Dataset records:
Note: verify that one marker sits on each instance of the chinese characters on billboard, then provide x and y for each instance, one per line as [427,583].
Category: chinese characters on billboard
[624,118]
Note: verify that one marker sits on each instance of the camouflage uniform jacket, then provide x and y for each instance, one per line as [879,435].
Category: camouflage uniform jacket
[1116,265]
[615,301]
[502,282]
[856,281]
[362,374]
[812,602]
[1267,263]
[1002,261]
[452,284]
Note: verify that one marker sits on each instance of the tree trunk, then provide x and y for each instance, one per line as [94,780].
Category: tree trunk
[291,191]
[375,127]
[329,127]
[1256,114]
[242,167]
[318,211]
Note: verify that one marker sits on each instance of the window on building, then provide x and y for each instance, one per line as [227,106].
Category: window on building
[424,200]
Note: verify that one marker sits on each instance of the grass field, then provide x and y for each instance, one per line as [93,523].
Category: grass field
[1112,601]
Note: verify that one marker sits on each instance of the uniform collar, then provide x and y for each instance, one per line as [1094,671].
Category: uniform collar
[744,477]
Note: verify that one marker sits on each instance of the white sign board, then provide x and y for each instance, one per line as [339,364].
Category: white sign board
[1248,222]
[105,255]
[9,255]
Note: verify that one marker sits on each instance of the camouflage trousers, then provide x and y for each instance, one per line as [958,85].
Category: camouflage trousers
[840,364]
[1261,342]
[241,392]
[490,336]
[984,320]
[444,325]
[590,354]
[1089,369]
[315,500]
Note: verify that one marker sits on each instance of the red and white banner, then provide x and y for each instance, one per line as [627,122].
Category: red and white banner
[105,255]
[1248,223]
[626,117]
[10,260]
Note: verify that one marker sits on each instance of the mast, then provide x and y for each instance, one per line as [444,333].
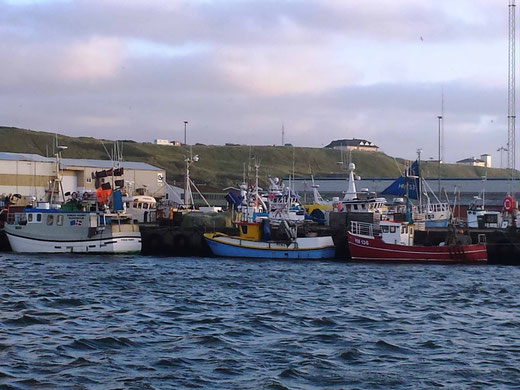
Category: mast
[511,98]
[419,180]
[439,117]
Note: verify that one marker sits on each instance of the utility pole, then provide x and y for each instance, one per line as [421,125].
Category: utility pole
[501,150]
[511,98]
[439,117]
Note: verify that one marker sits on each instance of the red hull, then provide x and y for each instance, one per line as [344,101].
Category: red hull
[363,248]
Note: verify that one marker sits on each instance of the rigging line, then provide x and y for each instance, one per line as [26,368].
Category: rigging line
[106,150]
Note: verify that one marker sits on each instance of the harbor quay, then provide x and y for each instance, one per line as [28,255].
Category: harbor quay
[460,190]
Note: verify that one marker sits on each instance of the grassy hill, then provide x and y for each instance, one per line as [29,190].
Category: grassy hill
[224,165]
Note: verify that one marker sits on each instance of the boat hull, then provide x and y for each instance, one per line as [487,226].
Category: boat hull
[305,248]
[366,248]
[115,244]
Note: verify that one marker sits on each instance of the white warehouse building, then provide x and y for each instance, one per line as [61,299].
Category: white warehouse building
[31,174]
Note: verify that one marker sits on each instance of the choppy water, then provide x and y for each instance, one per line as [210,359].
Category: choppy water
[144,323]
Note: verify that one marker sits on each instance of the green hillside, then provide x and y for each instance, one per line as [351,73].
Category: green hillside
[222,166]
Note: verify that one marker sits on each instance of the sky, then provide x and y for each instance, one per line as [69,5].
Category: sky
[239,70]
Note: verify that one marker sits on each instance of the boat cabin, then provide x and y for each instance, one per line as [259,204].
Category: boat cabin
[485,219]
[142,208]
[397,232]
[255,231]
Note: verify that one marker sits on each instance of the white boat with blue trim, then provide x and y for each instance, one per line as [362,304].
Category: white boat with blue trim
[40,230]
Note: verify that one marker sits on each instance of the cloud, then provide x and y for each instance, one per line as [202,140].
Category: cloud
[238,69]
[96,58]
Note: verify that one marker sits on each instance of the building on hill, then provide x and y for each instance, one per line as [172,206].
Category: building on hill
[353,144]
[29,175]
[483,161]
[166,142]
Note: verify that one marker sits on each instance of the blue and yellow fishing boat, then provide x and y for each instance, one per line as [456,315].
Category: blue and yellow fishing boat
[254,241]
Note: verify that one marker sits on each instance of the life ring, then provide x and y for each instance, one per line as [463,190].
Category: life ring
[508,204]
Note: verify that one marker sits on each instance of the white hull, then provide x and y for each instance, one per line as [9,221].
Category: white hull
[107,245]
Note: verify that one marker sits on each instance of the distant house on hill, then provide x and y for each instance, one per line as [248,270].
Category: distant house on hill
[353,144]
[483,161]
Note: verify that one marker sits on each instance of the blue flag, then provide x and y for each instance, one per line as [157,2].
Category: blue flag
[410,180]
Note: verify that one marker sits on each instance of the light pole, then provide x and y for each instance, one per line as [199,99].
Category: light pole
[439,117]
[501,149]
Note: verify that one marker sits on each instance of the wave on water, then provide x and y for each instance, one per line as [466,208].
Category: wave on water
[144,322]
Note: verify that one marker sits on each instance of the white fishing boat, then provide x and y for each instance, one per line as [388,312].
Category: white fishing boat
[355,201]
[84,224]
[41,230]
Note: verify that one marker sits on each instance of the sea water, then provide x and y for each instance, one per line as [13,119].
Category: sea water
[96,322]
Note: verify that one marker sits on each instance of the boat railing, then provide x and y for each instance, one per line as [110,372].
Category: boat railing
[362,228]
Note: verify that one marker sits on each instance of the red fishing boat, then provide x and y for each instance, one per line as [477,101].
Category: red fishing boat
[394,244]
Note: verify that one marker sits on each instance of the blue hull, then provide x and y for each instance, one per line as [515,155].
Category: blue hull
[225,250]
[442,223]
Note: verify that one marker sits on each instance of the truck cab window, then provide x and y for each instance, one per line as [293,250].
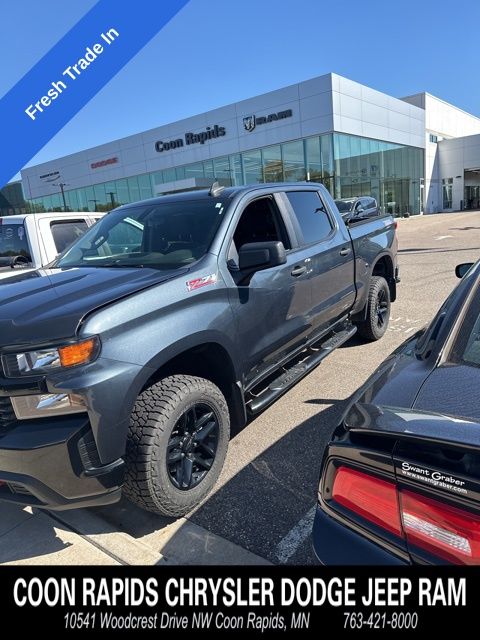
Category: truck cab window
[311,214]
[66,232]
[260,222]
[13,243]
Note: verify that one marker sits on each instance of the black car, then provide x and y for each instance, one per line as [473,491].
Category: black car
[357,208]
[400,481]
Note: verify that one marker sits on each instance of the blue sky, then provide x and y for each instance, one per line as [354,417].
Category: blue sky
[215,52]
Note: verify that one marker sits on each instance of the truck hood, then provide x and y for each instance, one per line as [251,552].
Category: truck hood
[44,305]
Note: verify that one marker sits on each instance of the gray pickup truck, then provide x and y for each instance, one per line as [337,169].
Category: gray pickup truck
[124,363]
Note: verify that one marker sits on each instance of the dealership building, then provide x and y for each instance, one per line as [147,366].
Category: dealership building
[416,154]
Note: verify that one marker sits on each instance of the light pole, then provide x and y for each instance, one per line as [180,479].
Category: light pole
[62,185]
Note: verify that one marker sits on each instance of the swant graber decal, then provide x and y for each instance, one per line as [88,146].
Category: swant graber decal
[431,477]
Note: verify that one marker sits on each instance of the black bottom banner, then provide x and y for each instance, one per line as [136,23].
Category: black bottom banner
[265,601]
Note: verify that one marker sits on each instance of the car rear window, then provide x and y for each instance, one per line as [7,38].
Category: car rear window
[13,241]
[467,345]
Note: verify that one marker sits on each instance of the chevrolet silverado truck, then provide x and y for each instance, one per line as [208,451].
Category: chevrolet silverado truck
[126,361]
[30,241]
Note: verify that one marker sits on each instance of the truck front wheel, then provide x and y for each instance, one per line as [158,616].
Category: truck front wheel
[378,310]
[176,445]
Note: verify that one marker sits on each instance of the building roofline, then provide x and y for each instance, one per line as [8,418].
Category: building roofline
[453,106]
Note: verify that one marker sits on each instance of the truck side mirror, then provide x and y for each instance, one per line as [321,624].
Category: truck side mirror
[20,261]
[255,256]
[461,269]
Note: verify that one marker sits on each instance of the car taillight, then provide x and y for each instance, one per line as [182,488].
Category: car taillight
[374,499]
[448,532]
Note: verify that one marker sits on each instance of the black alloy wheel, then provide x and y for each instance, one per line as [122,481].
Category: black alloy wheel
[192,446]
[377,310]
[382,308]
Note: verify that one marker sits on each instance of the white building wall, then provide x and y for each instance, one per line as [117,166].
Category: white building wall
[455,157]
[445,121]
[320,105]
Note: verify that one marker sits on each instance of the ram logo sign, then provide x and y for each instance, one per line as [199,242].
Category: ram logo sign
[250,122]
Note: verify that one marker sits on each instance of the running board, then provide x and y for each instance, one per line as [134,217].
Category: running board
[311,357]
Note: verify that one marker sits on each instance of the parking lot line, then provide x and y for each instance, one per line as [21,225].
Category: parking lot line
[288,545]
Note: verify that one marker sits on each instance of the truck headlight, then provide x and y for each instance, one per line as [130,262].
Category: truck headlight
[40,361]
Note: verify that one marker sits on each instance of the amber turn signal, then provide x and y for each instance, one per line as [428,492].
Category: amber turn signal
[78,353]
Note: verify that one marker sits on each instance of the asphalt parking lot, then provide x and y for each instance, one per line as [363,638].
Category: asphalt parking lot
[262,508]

== PROBLEM DESCRIPTION ==
What goes in the answer is the run of lines from the one holding "Category: parking lot line" to the end of the entries, reproduced exactly and with nothing else.

== WRITTEN SOLUTION ==
Category: parking lot line
[288,545]
Note: verify that one marker sits on each instance of the truck headlight, then provide x and y for each instance, one per line as [130,262].
Category: truck headlight
[40,361]
Note: verify that one marker sits on each instance of the amber turn signal, then provide x and y for each instance, one per line as [428,492].
Category: amber turn signal
[78,353]
Note: verify that one marker sits on each instance of the asphalt parking lot, then provide x and y for each instance, one per line as [363,638].
Category: asphalt parking lot
[262,508]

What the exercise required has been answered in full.